• Requirement 1
Which lines in the records below contain the string "medallion"? Return each such line in full, and treat case as significant.

• Provided passage
++++++++++++++++++++

The Freedom of the City was first produced in 1973. It is set in Derry, Northern Ireland in 1970 in the aftermath of a Civil Rights meeting, and follows three protesters who mistakenly find themselves in the Guildhall. The three unarmed marchers fleeing the tanks and tear gas find themselves in the mayor's parlour. Lily, a cleaning lady and mother to eleven children, thinks it's an adventure. Skinner wants to cause as much damage as possible and Michael uses the time to think. As the police and army exaggerate their presence into "occupation", then into a full-scale armed invasion, they pay with their lives for being in the wrong place at the wrong time. The play illustrates their final hours in the Guildhall, their failed escape and the subsequent tribunal into their deaths.
Following a Northern Ireland Civil Rights Association march on 30 January 1972 in the events now known as Bloody Sunday, in which Friel participated, the British 1st Battalion Parachute Regiment opened fire on the protesters which resulted in thirteen deaths. An early form of the play, having been started approximately ten months prior to Bloody Sunday, was modified following the events of the day to entail certain links to the events. The play was originally presented in Dublin at the Abbey Theatre and in London at the Royal Court.
This play was staged at Havant Arts Centre, East Street Havant - Bench Theatre's home since 1977.

++++++++++++++++++++

• Exercise materials

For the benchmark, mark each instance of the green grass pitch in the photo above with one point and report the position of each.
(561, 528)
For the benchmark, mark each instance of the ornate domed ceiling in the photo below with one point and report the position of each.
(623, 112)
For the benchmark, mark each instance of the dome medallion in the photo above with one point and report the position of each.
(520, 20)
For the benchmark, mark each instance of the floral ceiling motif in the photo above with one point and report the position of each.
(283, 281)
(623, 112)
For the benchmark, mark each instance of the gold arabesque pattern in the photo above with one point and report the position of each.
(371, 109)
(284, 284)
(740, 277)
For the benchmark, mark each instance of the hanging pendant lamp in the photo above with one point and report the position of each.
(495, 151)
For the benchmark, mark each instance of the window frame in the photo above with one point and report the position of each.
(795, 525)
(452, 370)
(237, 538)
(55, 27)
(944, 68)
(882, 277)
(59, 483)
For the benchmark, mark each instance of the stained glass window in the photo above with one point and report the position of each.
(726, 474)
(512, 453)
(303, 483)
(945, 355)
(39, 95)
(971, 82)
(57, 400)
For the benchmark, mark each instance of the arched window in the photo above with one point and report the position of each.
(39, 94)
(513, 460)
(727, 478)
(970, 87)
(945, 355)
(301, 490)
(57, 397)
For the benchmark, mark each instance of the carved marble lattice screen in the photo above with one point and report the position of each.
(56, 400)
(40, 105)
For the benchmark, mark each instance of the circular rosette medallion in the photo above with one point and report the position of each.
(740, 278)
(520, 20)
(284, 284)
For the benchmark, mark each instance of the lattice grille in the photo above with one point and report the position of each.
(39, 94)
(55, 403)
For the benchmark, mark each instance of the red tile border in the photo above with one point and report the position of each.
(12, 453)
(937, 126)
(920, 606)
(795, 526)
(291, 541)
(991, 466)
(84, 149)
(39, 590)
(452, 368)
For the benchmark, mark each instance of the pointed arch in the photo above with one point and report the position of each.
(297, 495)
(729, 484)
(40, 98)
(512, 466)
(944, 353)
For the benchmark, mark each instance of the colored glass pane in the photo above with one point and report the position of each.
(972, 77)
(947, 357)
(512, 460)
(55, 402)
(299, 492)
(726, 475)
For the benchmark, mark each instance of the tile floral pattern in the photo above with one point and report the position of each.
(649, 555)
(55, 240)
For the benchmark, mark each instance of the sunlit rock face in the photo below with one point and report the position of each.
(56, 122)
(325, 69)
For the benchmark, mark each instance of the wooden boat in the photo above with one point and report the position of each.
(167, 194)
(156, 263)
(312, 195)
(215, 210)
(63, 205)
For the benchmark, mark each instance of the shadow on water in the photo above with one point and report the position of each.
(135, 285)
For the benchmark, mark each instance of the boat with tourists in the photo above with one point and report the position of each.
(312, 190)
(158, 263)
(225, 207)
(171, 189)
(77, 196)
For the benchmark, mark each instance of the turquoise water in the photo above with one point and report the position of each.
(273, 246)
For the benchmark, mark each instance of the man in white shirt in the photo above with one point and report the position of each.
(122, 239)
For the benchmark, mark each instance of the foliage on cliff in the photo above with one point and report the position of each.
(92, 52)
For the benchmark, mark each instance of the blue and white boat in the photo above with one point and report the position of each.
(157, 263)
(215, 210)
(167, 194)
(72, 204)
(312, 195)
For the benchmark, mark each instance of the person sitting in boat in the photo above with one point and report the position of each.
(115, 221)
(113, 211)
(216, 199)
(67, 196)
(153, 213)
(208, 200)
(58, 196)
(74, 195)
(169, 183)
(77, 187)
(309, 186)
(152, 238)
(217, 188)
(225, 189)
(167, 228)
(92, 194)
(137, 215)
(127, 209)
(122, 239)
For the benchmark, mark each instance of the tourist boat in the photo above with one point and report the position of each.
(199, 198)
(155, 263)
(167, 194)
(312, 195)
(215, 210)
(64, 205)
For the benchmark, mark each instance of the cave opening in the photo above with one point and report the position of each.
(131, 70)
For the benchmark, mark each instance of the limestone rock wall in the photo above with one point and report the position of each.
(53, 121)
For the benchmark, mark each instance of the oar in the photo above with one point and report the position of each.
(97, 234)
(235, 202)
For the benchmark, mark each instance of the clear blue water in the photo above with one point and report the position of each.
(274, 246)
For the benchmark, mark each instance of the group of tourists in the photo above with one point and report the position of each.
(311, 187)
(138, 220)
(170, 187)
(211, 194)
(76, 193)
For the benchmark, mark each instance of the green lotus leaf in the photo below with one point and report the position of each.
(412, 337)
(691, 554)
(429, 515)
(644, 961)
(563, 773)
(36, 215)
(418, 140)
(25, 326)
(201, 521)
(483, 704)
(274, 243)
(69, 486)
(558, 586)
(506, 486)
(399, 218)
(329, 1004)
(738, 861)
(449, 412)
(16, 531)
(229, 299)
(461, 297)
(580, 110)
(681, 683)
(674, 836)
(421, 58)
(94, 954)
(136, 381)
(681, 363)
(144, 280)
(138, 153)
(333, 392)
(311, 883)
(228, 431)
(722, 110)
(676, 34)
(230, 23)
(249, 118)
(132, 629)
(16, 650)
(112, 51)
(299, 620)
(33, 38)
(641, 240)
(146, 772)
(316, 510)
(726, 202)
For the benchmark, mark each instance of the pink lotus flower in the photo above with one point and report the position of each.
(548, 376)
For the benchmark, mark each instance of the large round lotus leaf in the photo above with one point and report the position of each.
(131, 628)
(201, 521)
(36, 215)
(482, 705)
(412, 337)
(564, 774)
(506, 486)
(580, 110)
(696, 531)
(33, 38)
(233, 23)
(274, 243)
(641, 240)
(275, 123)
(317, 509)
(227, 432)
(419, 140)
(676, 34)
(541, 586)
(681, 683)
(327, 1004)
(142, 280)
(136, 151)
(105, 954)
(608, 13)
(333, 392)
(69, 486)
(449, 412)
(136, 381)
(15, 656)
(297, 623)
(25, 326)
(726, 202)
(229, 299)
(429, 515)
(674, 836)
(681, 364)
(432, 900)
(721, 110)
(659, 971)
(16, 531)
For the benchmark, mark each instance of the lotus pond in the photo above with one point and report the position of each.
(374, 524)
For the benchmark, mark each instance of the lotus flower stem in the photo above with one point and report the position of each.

++++++++++++++++++++

• Requirement 2
In the passage about The Freedom of the City, where was the play originally presented?

• Answer 1
For the benchmark, mark each instance of the dome medallion in the photo above with one point and report the position of each.
For the benchmark, mark each instance of the circular rosette medallion in the photo above with one point and report the position of each.

• Answer 2
It was originally presented at the Abbey Theatre in Dublin and at the Royal Court in London.